Stored data:
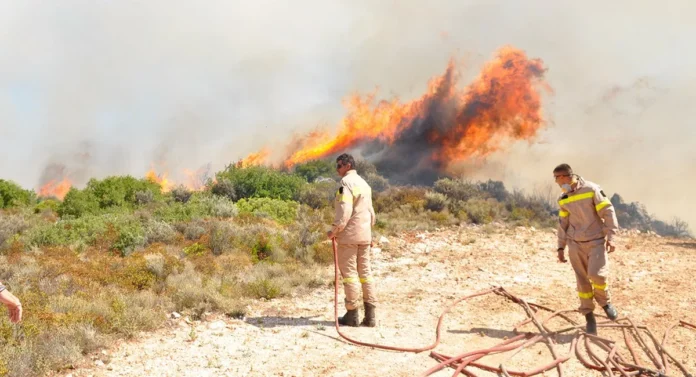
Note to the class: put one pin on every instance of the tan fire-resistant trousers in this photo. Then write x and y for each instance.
(354, 264)
(591, 265)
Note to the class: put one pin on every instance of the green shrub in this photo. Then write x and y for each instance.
(218, 206)
(494, 189)
(9, 226)
(220, 237)
(317, 195)
(116, 191)
(458, 189)
(77, 203)
(13, 195)
(481, 211)
(376, 182)
(314, 169)
(47, 205)
(435, 201)
(159, 231)
(261, 181)
(193, 231)
(365, 168)
(224, 188)
(396, 197)
(194, 249)
(280, 210)
(181, 194)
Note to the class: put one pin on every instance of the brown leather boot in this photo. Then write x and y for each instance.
(369, 320)
(351, 318)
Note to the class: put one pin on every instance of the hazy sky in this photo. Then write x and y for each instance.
(131, 83)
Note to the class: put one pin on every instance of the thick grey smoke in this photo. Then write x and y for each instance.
(183, 84)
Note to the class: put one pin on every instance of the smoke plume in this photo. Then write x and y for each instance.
(173, 85)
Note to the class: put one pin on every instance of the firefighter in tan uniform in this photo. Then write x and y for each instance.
(587, 225)
(352, 229)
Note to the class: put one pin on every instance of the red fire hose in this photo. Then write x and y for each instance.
(612, 362)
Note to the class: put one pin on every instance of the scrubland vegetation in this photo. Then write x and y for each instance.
(119, 255)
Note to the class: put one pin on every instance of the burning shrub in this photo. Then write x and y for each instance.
(181, 194)
(262, 182)
(435, 201)
(314, 169)
(224, 188)
(282, 211)
(12, 195)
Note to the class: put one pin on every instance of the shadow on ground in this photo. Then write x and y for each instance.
(271, 321)
(685, 245)
(507, 334)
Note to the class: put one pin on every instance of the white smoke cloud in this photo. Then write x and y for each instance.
(209, 82)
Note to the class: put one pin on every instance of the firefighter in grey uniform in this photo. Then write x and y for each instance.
(587, 225)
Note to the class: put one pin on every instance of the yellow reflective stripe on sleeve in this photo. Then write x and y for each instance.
(575, 198)
(602, 204)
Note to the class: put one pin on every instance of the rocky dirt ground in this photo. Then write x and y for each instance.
(418, 275)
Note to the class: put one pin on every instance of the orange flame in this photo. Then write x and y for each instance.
(196, 180)
(258, 158)
(161, 180)
(500, 104)
(55, 188)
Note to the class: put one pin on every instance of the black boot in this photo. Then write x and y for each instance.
(369, 320)
(350, 318)
(591, 324)
(611, 311)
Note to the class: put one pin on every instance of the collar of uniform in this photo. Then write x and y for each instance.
(581, 184)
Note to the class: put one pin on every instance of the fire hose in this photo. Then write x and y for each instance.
(612, 362)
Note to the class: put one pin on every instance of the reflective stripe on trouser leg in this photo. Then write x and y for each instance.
(365, 273)
(598, 270)
(579, 259)
(351, 283)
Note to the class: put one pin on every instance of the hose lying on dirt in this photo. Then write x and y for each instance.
(604, 356)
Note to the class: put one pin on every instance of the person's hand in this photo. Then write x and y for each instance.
(561, 256)
(15, 312)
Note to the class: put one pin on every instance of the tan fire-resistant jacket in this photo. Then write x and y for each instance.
(582, 212)
(354, 215)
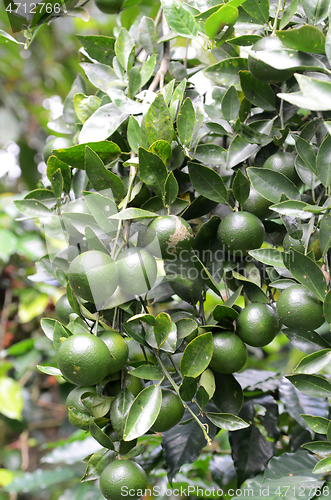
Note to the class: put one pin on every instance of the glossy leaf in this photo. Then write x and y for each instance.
(271, 185)
(312, 385)
(208, 183)
(143, 412)
(307, 272)
(197, 355)
(258, 93)
(185, 122)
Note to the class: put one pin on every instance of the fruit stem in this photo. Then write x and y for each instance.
(279, 6)
(176, 388)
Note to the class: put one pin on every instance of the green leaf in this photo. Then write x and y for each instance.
(171, 189)
(306, 38)
(103, 123)
(313, 362)
(11, 398)
(152, 171)
(180, 20)
(323, 161)
(323, 466)
(143, 412)
(312, 385)
(147, 35)
(124, 49)
(230, 104)
(241, 187)
(148, 372)
(259, 9)
(258, 93)
(100, 178)
(208, 183)
(271, 185)
(197, 355)
(269, 256)
(85, 106)
(225, 15)
(98, 47)
(226, 72)
(227, 421)
(74, 156)
(32, 208)
(120, 409)
(100, 436)
(158, 121)
(324, 235)
(307, 272)
(186, 122)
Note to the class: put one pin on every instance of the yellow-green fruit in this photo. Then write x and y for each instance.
(84, 359)
(283, 163)
(258, 324)
(263, 71)
(257, 205)
(122, 477)
(109, 6)
(171, 412)
(56, 143)
(240, 232)
(298, 308)
(167, 236)
(93, 275)
(137, 271)
(63, 309)
(229, 353)
(118, 350)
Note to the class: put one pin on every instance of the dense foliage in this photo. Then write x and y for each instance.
(190, 218)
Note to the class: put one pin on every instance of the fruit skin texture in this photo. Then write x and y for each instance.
(240, 232)
(84, 359)
(298, 308)
(63, 309)
(257, 205)
(137, 271)
(263, 71)
(93, 275)
(258, 324)
(171, 412)
(56, 143)
(229, 353)
(167, 236)
(122, 474)
(109, 6)
(118, 350)
(284, 164)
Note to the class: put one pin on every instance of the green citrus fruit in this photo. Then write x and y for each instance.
(74, 399)
(93, 275)
(284, 164)
(63, 309)
(56, 143)
(290, 243)
(109, 6)
(263, 71)
(123, 477)
(168, 235)
(229, 353)
(171, 412)
(84, 359)
(118, 350)
(257, 205)
(258, 324)
(240, 232)
(298, 308)
(137, 271)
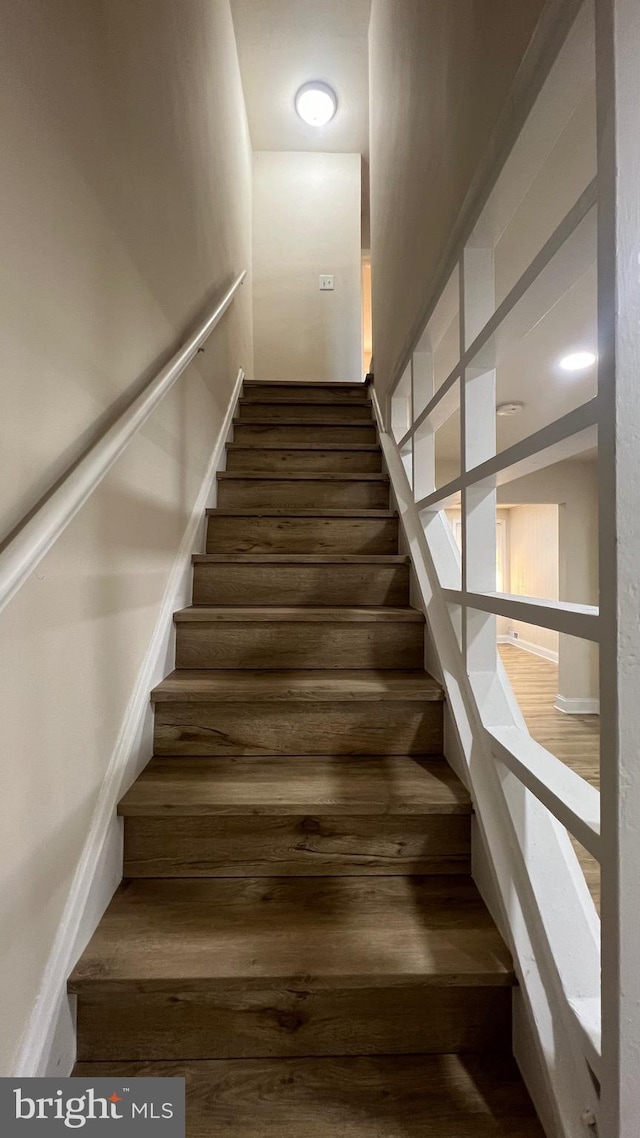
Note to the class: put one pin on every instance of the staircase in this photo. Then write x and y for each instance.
(298, 933)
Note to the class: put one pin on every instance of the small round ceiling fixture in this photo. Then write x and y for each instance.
(316, 104)
(577, 361)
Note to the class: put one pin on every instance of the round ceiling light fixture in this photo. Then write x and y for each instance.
(316, 104)
(577, 361)
(509, 409)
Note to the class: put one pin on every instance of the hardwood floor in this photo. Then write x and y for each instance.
(574, 739)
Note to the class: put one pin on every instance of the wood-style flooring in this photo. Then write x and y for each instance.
(574, 739)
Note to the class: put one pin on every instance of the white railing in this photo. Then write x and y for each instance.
(32, 542)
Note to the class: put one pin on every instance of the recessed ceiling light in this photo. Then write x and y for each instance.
(316, 104)
(577, 361)
(509, 409)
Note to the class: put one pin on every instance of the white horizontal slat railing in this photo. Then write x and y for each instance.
(32, 542)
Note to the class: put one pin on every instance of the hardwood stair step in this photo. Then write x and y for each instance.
(289, 411)
(279, 817)
(303, 489)
(333, 458)
(260, 966)
(278, 530)
(301, 578)
(285, 433)
(371, 1096)
(297, 711)
(234, 636)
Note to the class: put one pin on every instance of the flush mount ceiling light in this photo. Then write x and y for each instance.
(509, 409)
(316, 104)
(577, 361)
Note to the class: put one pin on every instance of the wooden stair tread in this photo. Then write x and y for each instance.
(282, 511)
(300, 784)
(319, 398)
(301, 476)
(311, 384)
(359, 447)
(374, 1096)
(320, 932)
(188, 685)
(302, 559)
(208, 613)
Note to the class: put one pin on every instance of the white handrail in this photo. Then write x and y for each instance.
(24, 552)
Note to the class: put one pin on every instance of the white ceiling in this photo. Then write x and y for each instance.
(284, 43)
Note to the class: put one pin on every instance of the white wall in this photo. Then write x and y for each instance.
(306, 222)
(125, 211)
(573, 485)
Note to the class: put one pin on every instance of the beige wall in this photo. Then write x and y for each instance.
(573, 485)
(306, 222)
(125, 209)
(440, 75)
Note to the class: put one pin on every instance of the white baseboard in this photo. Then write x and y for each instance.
(48, 1046)
(547, 653)
(574, 704)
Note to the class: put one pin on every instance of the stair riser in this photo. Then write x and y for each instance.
(312, 584)
(302, 727)
(302, 495)
(265, 393)
(282, 435)
(298, 644)
(326, 412)
(339, 462)
(302, 535)
(122, 1023)
(245, 846)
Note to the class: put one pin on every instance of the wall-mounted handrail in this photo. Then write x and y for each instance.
(33, 541)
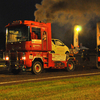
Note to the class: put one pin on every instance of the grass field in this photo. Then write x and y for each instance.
(81, 88)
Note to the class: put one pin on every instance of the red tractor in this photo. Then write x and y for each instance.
(29, 46)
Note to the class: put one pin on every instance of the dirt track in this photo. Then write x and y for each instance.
(5, 76)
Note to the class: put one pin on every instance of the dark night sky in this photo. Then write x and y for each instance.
(11, 10)
(63, 14)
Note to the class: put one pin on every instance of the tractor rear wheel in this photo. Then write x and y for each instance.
(37, 67)
(15, 71)
(70, 66)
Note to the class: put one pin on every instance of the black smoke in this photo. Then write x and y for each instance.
(64, 14)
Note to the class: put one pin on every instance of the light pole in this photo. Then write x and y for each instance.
(77, 29)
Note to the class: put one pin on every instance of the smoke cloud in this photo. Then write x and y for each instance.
(69, 12)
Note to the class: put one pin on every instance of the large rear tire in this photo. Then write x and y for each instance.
(15, 71)
(97, 63)
(70, 66)
(37, 67)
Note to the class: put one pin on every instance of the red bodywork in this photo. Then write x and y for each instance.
(34, 48)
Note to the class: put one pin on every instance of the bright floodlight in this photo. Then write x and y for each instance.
(78, 28)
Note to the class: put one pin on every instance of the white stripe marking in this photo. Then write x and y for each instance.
(38, 79)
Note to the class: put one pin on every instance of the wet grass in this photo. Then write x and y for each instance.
(81, 88)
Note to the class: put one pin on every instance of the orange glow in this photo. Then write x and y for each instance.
(23, 58)
(98, 59)
(7, 58)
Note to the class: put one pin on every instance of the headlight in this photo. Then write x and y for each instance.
(23, 57)
(6, 58)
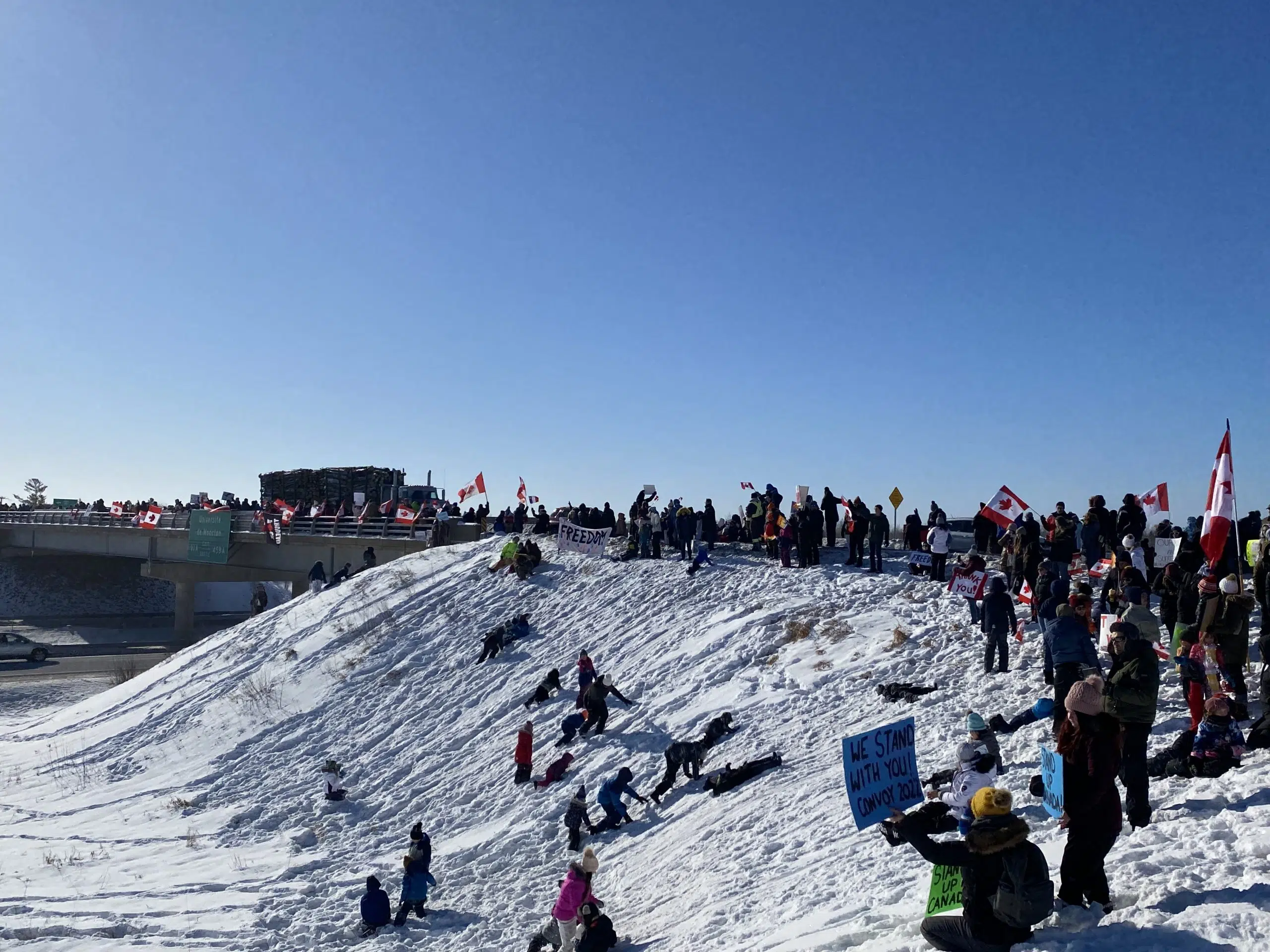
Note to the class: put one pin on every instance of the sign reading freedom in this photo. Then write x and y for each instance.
(881, 769)
(574, 538)
(209, 537)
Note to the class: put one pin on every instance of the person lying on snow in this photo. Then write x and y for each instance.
(377, 912)
(717, 729)
(549, 685)
(571, 726)
(1005, 879)
(683, 753)
(332, 772)
(586, 676)
(976, 771)
(733, 777)
(556, 772)
(524, 753)
(597, 706)
(418, 879)
(575, 817)
(702, 558)
(1040, 711)
(611, 794)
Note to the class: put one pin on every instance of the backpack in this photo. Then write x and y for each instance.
(1025, 894)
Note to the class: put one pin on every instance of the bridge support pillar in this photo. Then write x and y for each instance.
(185, 606)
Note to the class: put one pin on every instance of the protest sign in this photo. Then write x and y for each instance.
(1105, 622)
(945, 890)
(1166, 551)
(1101, 568)
(1052, 776)
(574, 538)
(969, 584)
(881, 769)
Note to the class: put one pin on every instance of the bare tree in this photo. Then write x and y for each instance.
(35, 490)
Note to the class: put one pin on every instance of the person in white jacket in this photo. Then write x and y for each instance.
(938, 538)
(976, 770)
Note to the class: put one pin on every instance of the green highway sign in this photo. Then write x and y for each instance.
(209, 537)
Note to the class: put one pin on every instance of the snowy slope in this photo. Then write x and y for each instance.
(183, 809)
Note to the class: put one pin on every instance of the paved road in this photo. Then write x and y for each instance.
(83, 667)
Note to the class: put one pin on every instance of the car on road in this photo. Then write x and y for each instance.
(14, 645)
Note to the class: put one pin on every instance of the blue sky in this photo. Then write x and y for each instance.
(599, 245)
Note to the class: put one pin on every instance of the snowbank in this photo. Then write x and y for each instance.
(183, 808)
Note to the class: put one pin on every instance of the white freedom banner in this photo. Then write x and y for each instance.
(574, 538)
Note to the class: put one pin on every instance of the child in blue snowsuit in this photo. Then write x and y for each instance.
(611, 800)
(418, 879)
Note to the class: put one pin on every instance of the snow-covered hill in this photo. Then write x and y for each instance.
(183, 809)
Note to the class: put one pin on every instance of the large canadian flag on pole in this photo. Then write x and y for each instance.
(1219, 512)
(1005, 508)
(1156, 500)
(473, 488)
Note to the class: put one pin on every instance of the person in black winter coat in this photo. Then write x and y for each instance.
(981, 856)
(575, 817)
(683, 753)
(829, 509)
(1132, 520)
(597, 706)
(718, 729)
(552, 683)
(985, 530)
(599, 933)
(997, 622)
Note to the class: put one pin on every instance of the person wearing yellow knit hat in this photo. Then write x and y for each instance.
(995, 853)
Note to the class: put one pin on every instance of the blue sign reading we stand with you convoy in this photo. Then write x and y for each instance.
(882, 772)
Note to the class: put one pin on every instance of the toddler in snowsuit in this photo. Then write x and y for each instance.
(524, 753)
(377, 910)
(418, 879)
(545, 687)
(717, 729)
(683, 753)
(554, 772)
(976, 770)
(611, 800)
(575, 818)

**Work to complete**
Reproduce the data starting at the line that contains "the person wearing" and ending at the end of the data, replacing "instance" with "occurrence" and leaving everything else unchanged.

**Task result**
Note to the class: put one pin on every occurrence of the person wearing yellow knit hat in this photo. Then write x and y for each occurrence.
(995, 853)
Note to the class: put one pin on every occurrence of the blue sign reading we stand with you convoy in this photo. Then write x and y for each occurrence.
(882, 772)
Note to the class: put one pin on every occurrence of the toddler in snowsuit in this photo. Then write x and y for each occurrence.
(524, 753)
(377, 910)
(418, 879)
(545, 687)
(717, 729)
(683, 753)
(554, 772)
(976, 770)
(611, 800)
(575, 818)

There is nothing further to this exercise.